Work to complete :: Your answer consists of the lines in the data that contain "kindly". Copy each of them.
━━━ Exercise inputs ━━━
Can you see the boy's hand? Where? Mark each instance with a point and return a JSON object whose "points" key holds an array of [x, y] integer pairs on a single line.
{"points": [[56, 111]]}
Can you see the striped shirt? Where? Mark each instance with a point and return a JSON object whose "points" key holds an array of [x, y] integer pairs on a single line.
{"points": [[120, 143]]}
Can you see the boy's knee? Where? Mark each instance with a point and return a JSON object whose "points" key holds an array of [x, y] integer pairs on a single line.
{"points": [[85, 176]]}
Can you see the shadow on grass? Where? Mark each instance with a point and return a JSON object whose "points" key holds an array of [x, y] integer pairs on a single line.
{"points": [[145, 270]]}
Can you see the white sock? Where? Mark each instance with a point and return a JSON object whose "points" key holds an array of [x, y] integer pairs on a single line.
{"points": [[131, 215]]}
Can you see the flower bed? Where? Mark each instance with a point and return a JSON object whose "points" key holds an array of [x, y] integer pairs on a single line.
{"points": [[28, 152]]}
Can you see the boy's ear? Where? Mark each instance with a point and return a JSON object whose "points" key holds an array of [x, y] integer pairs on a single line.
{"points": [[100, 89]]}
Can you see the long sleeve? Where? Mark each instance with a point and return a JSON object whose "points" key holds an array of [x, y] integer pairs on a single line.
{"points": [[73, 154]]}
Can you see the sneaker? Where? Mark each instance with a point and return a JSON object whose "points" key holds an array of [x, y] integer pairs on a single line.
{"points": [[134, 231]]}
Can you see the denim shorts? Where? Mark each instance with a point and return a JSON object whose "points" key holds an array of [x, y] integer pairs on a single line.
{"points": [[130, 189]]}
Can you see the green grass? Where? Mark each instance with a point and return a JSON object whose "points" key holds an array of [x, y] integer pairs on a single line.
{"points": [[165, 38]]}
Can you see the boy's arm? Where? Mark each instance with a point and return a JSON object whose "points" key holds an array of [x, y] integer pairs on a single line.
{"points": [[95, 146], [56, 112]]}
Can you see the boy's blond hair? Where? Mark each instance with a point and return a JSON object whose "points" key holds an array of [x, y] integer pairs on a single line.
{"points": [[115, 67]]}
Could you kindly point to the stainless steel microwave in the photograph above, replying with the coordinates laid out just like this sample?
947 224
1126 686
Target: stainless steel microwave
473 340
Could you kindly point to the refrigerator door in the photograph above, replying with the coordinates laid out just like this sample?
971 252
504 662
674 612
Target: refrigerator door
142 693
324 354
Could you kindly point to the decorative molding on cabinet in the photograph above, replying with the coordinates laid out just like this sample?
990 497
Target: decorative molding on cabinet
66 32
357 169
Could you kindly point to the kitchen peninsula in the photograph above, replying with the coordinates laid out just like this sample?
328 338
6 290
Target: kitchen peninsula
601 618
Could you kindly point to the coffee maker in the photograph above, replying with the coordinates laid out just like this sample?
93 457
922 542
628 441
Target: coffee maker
━━━
Response to this task ::
Could you kindly point to the stainless steel microwave in the photograph above, replying with the coordinates laid out just like this sample?
Could you kindly point to the refrigerator door in the photograph above, replying with the coordinates laid out just like this sample?
Could you kindly point to the decorative molding on cabinet in the photograph above, replying with the coordinates laid out just like this sample?
Could you kindly point to the kitchen peninsula in the photograph above, replying with the coordinates laid out just like this sample?
Could you kindly point to the coffee maker in the photograph above, replying with the coordinates laid out just like this sample?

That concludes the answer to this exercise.